↓↓↓

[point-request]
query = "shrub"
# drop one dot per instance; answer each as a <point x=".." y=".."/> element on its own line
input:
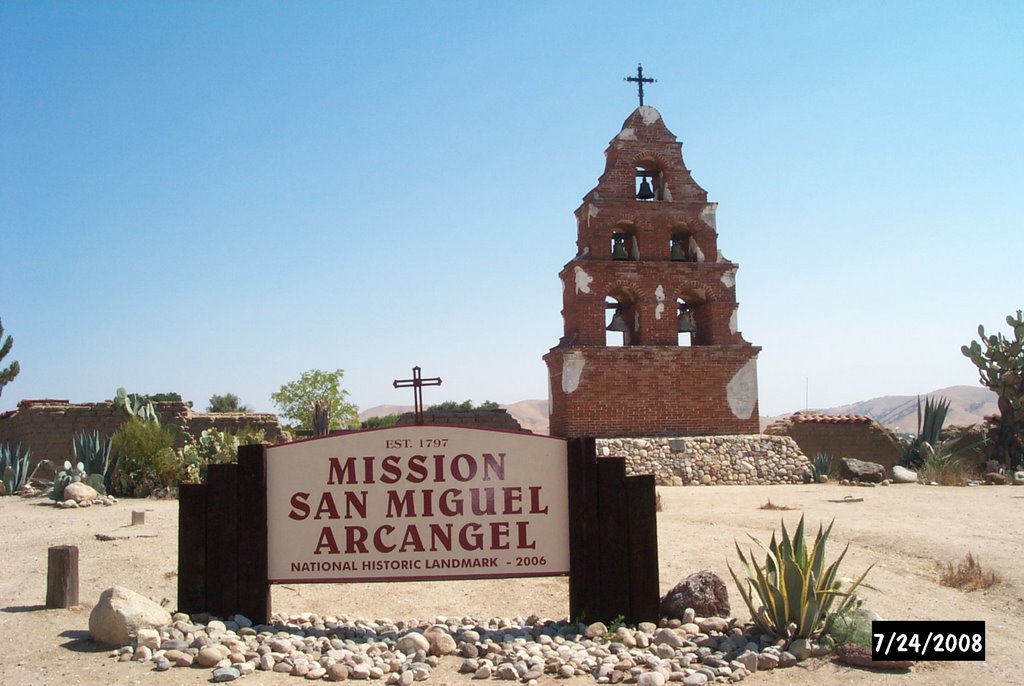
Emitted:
<point x="144" y="459"/>
<point x="969" y="575"/>
<point x="792" y="595"/>
<point x="213" y="447"/>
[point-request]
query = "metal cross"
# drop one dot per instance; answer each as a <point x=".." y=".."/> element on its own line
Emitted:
<point x="639" y="80"/>
<point x="417" y="383"/>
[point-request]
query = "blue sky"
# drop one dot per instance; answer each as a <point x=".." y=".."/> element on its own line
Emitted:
<point x="215" y="197"/>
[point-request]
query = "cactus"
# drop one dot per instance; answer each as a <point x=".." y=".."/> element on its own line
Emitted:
<point x="94" y="453"/>
<point x="13" y="467"/>
<point x="68" y="474"/>
<point x="133" y="404"/>
<point x="1000" y="368"/>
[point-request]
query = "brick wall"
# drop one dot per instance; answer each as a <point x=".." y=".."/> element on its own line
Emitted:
<point x="47" y="427"/>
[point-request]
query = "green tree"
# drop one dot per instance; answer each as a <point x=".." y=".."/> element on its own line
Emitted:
<point x="7" y="375"/>
<point x="226" y="402"/>
<point x="1000" y="368"/>
<point x="296" y="400"/>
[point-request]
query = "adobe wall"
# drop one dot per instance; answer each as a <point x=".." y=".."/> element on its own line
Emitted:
<point x="748" y="460"/>
<point x="842" y="436"/>
<point x="642" y="391"/>
<point x="47" y="427"/>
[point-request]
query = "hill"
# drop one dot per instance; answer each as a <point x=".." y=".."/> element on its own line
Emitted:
<point x="968" y="404"/>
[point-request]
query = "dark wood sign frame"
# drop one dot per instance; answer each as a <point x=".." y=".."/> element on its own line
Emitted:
<point x="222" y="540"/>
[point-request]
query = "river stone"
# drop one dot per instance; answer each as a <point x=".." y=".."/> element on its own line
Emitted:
<point x="904" y="475"/>
<point x="704" y="592"/>
<point x="80" y="492"/>
<point x="867" y="472"/>
<point x="121" y="612"/>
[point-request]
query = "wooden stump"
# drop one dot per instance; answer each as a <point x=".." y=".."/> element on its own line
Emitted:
<point x="61" y="576"/>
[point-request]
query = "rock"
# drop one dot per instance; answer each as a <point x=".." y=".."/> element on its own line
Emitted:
<point x="650" y="679"/>
<point x="852" y="653"/>
<point x="440" y="641"/>
<point x="412" y="642"/>
<point x="867" y="472"/>
<point x="705" y="592"/>
<point x="903" y="475"/>
<point x="225" y="674"/>
<point x="80" y="492"/>
<point x="120" y="613"/>
<point x="148" y="638"/>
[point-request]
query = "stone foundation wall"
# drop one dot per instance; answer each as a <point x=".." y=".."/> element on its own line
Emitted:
<point x="711" y="460"/>
<point x="46" y="427"/>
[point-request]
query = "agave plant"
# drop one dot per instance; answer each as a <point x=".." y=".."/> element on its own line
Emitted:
<point x="94" y="453"/>
<point x="793" y="595"/>
<point x="13" y="467"/>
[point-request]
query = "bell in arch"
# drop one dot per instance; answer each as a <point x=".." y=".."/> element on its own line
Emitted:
<point x="686" y="325"/>
<point x="645" y="191"/>
<point x="619" y="249"/>
<point x="617" y="323"/>
<point x="679" y="252"/>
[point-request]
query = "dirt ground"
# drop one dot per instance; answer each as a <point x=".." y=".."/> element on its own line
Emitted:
<point x="907" y="530"/>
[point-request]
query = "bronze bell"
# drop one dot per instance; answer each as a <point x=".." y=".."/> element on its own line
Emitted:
<point x="679" y="252"/>
<point x="617" y="323"/>
<point x="686" y="325"/>
<point x="619" y="249"/>
<point x="645" y="191"/>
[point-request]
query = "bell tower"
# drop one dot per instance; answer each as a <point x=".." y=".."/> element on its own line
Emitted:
<point x="651" y="345"/>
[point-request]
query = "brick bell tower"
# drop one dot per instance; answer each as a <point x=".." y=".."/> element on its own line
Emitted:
<point x="650" y="346"/>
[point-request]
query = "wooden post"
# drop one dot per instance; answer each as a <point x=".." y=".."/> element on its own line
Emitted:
<point x="192" y="548"/>
<point x="254" y="589"/>
<point x="61" y="576"/>
<point x="222" y="540"/>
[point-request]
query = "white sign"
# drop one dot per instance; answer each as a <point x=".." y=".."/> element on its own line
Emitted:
<point x="417" y="503"/>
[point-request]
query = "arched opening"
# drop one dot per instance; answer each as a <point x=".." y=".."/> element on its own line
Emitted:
<point x="622" y="318"/>
<point x="624" y="242"/>
<point x="688" y="316"/>
<point x="649" y="183"/>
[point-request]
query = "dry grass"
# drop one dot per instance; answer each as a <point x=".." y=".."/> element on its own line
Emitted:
<point x="968" y="575"/>
<point x="771" y="506"/>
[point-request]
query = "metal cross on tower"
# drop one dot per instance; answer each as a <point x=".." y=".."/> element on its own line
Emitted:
<point x="417" y="383"/>
<point x="639" y="80"/>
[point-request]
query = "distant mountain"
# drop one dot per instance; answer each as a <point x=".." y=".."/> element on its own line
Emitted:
<point x="968" y="404"/>
<point x="531" y="415"/>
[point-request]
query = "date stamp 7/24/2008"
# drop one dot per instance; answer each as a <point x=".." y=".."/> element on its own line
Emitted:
<point x="951" y="641"/>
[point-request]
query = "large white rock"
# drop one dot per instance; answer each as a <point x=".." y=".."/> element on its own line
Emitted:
<point x="79" y="491"/>
<point x="120" y="613"/>
<point x="904" y="475"/>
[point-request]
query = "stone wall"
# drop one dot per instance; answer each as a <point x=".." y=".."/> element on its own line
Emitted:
<point x="841" y="436"/>
<point x="46" y="427"/>
<point x="711" y="460"/>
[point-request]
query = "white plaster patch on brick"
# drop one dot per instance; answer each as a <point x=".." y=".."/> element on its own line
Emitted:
<point x="695" y="250"/>
<point x="649" y="115"/>
<point x="741" y="392"/>
<point x="729" y="279"/>
<point x="572" y="365"/>
<point x="583" y="281"/>
<point x="708" y="215"/>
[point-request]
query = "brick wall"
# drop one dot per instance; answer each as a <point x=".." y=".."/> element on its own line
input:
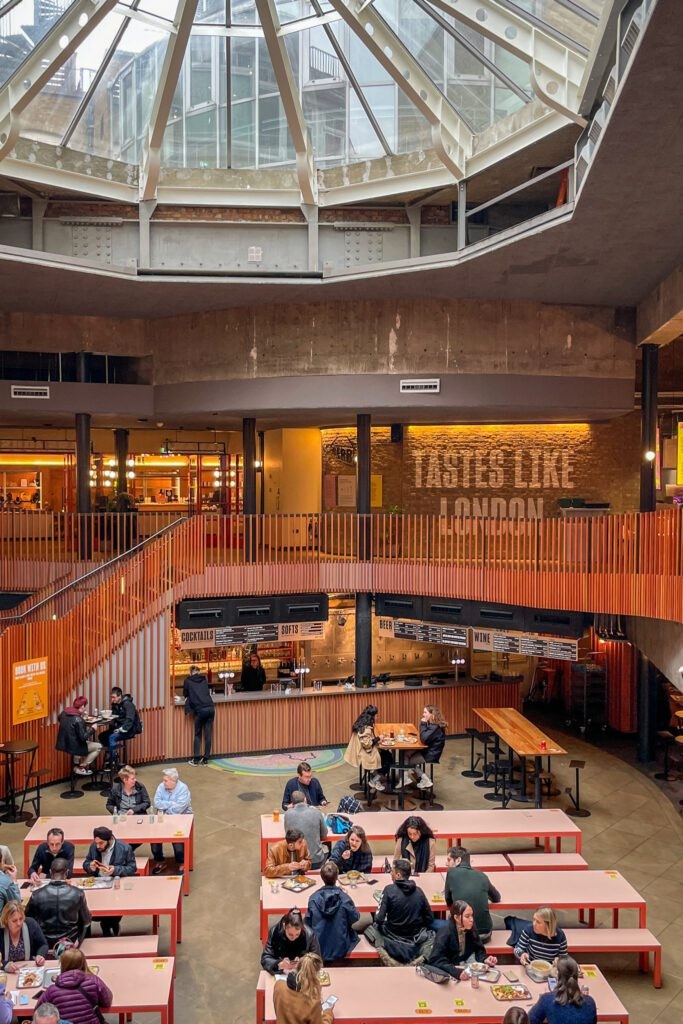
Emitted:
<point x="500" y="470"/>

↑↑↑

[WHAT THIS TASK INVOLVES]: Omit every picture, then reproduce the rest of the listing exactly.

[SOLUTION FOR THIS TASK]:
[point-request]
query = "shrub"
# drop one dot per instance; answer each as a <point x=".." y=".."/> element on its own line
input:
Emitted:
<point x="144" y="459"/>
<point x="969" y="575"/>
<point x="792" y="595"/>
<point x="213" y="447"/>
[point-request]
query = "metal cross"
# drop one dot per instance; answer each as a <point x=".." y=".."/> element on its own line
Emitted:
<point x="639" y="80"/>
<point x="417" y="383"/>
[point-request]
query = "blue sky"
# drop one dot per instance; answer each as a <point x=".." y=".."/> element on its own line
Emitted:
<point x="215" y="197"/>
[point-request]
query = "cactus"
# drop one dot per instance; answer each as a <point x=".." y=".."/> element on its own line
Emitted:
<point x="94" y="453"/>
<point x="13" y="467"/>
<point x="68" y="474"/>
<point x="133" y="404"/>
<point x="1000" y="368"/>
[point-request]
query = "brick wall"
# drop one dot per instance; answer each as a <point x=".." y=".."/> element on its own line
Emitted:
<point x="47" y="427"/>
[point-request]
query = "green tree"
# drop one dot per instance; answer each as a <point x=".." y=".."/> element on its own line
Emitted:
<point x="7" y="375"/>
<point x="226" y="402"/>
<point x="1000" y="368"/>
<point x="296" y="400"/>
[point-request]
query = "adobe wall"
# drop one dot per instance; answer each as a <point x=".." y=".."/> element on its own line
Emitted:
<point x="748" y="460"/>
<point x="842" y="436"/>
<point x="642" y="391"/>
<point x="47" y="427"/>
[point-request]
query = "hill"
# drop one dot per instance; answer each as a <point x=".." y=".."/> element on its own line
Emitted:
<point x="968" y="404"/>
[point-request]
query = "dark wood sign frame"
# drop one dot per instance; answer each as a <point x=".." y=".."/> element on its own line
Emitted:
<point x="222" y="540"/>
[point-request]
query = "river stone"
# drop one dot per instance; answer each as a <point x=".." y=".."/> element on its own line
Emitted:
<point x="904" y="475"/>
<point x="704" y="592"/>
<point x="80" y="492"/>
<point x="867" y="472"/>
<point x="121" y="612"/>
[point-request]
query = "wooden stump"
# drop one dot per instance; answer each as a <point x=".." y=".."/> element on its own line
Emitted:
<point x="61" y="576"/>
[point-request]
query = "rock"
# drop one dot per instance; answer each as a <point x=".." y=".."/> element on its own line
Emitted:
<point x="650" y="679"/>
<point x="852" y="653"/>
<point x="440" y="641"/>
<point x="412" y="642"/>
<point x="867" y="472"/>
<point x="705" y="592"/>
<point x="903" y="475"/>
<point x="225" y="674"/>
<point x="80" y="492"/>
<point x="120" y="613"/>
<point x="148" y="638"/>
[point-request]
query = "stone foundation wall"
# drop one dot per instance; answer each as a <point x=".." y=".."/> element on its own line
Emitted:
<point x="711" y="460"/>
<point x="46" y="427"/>
[point-request]
query = "agave plant"
# drop one dot per instance; answer each as a <point x=".." y=".."/> element on its own line
Emitted:
<point x="94" y="453"/>
<point x="793" y="595"/>
<point x="13" y="467"/>
[point-request]
query = "bell in arch"
# drop one dot per instance; answer each as a <point x=".." y=".."/> element on its own line
Emitted:
<point x="686" y="325"/>
<point x="645" y="191"/>
<point x="619" y="249"/>
<point x="617" y="323"/>
<point x="679" y="252"/>
[point-request]
query = "dirt ground"
# drop one dot per instance; answer each as a <point x=".." y=".."/> element on its own line
Emitted:
<point x="907" y="530"/>
[point-request]
query = "bronze bell"
# drop one dot per instance; answer each as a <point x=".." y=".."/> element on its own line
Emitted:
<point x="679" y="252"/>
<point x="617" y="323"/>
<point x="686" y="325"/>
<point x="619" y="249"/>
<point x="645" y="191"/>
[point-request]
query = "bell tower"
# drop one dot per instance; answer each as a <point x=".." y=".."/> element on its own line
Emitted:
<point x="651" y="345"/>
[point-request]
query = "brick bell tower"
# drop one dot per instance; answer each as a <point x=".." y=".."/> element on its own line
Emitted:
<point x="650" y="346"/>
[point-request]
query = "wooden post"
# drop one dot per instance; answer each as a <point x=".." y=".."/> element on its own line
Emitted:
<point x="192" y="548"/>
<point x="254" y="589"/>
<point x="61" y="576"/>
<point x="222" y="540"/>
[point-request]
query = "white sign"
# drop one dot per instance; answer each as a <point x=".." y=".."/> element on its own line
Emitted:
<point x="417" y="503"/>
[point-request]
query = "arched opening"
# drop one dot per instance; answer each as a <point x=".." y=".."/> element on its own line
Emitted:
<point x="622" y="318"/>
<point x="624" y="242"/>
<point x="688" y="316"/>
<point x="649" y="183"/>
[point-request]
query = "dry grass"
# drop one dot per instance; answer each as a <point x=".." y=".."/> element on its own line
Emitted:
<point x="968" y="575"/>
<point x="771" y="506"/>
[point-request]
query = "metal cross on tower"
# drop one dot per instance; answer each as a <point x=".." y=".."/> element on its own line
Emitted:
<point x="417" y="383"/>
<point x="639" y="80"/>
[point-request]
query = "distant mountain"
# drop one dot per instance; answer each as a <point x=".." y=".."/> element on its own line
Emitted:
<point x="968" y="404"/>
<point x="531" y="415"/>
[point-request]
query = "date stamp 7/24/2008"
# drop one dot per instance; answer each as a <point x=".." y=".."/> element on its own line
Emitted:
<point x="951" y="641"/>
[point-request]
query = "large white rock"
# drop one dot per instance; answer each as a <point x=".." y=".."/> element on its own line
Emitted:
<point x="79" y="491"/>
<point x="120" y="613"/>
<point x="904" y="475"/>
[point-request]
query = "stone wall"
# drop one dot per instance; answer each as a <point x=".." y=".."/> element on its own line
Emitted:
<point x="841" y="436"/>
<point x="46" y="427"/>
<point x="711" y="460"/>
[point-request]
query = "white plaster patch on brick"
# drop one dot per instance; answer each as a <point x=".." y=".."/> element on its own line
Emitted:
<point x="695" y="250"/>
<point x="649" y="115"/>
<point x="741" y="392"/>
<point x="729" y="279"/>
<point x="572" y="365"/>
<point x="583" y="281"/>
<point x="708" y="215"/>
[point-request]
query = "brick wall"
# drop one dot per instance; answer each as a <point x=".." y=".."/> element on its own line
input:
Emitted:
<point x="500" y="470"/>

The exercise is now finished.